## What you are asked to do
Answer these from the text on geopoetics below:
(a) According to the text, what was the central focus of classical Greek culture?
(b) What does the text give as the only law of what is now called "culture"?
(c) Which term of Aristotle's does the text point to, and how does it render it in English?

## Document text
* * * * *
Geopoetics

presentation

The Great Field of Geopoetics

by Kenneth White

A theory? Yes. Let’s not be afraid of the word. The result of its rejection in recent times is an intellectual space filled choc-a-bloc with bits of this and that, odds and ends, one little « novelty » after another. Without theory, the mind goes round in circles, piles up commentaries and opinions, holes up in fantasia and the imaginary, gets lost in the spectacular, is drowned in insignificant detail. But for a theory to be valid, it has to be based on fundamental thought, has to be linked to ongoing practice and experience, has to remain open.

Over the centuries and millenia, culture (a practice permitting an enhancement of life and the expansion of intelligence) has been founded on myth, religion and metaphysics. Nowadays, what is called « culture » is founded on nothing. It simply proliferates, its only law being that of the market.

Everyone feels more or less vaguely that a basis is lacking. Any return to the old bases being naïve, partial or caricatural, it’s a new basis that geopoetics provides.

For a culture to exist in any deep sense of the word, there must be a consensus within the social group concerning what is essential.  In every grounded and vivifying culture there is a central focus. Every member of the group (albeit at different levels of discourse) refers to it – the philosopher in his study, the peasant in his field. During the Christian Middle Ages, it was the Virgin Mary and the Christ. In the times of classical Greek culture, it was a philosophical and political agora. With the paleolithic tribe, it was the relationship between man and animal.

At one point in my itinerary, after long years of research in history and comparative culture, I asked myself if, beyond all the differences in religion, ideology, morality and psychology that spread today, often creating havoc, there might be something in which – North, South, East and West – we might agree. I came to the conclusion that it had to be the Earth itself, this strange and beautiful planet, apparently a rarity in galactic space, on which we all try, with pretty poor consequences most of the time, to live. Hence the « geo » in this neologism.

As to the word « poetics », I don’t use it in the academic sense of « theory of poetry ». Geopoetics lies outside the traditional sense of the word « poetry » (pure poetry, personal poetry, etc.), and has nothing to do with the current usage of the word, where it is reduced to sing-song lyricism, filmic fantasia, and so on. I suggest we waste no time on all this poverty-stricken sociology, and go straight to Aristotle’s noûs poietikos, « the poetic intelligence ».
* * * * *
## Data entries
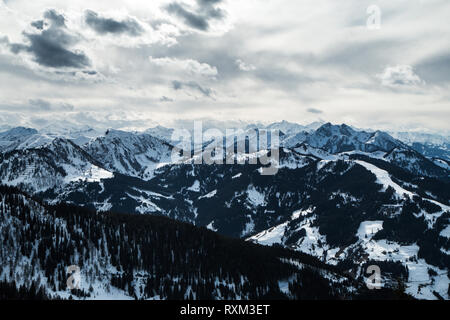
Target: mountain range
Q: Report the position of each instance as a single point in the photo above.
(350, 198)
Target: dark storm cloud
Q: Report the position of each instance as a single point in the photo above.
(314, 110)
(198, 19)
(108, 25)
(51, 47)
(179, 85)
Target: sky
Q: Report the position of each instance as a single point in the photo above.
(133, 64)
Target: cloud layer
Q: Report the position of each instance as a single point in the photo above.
(224, 59)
* * * * *
## Result for this exercise
(a) A philosophical and political agora.
(b) The law of the market.
(c) Noûs poietikos, rendered as "the poetic intelligence."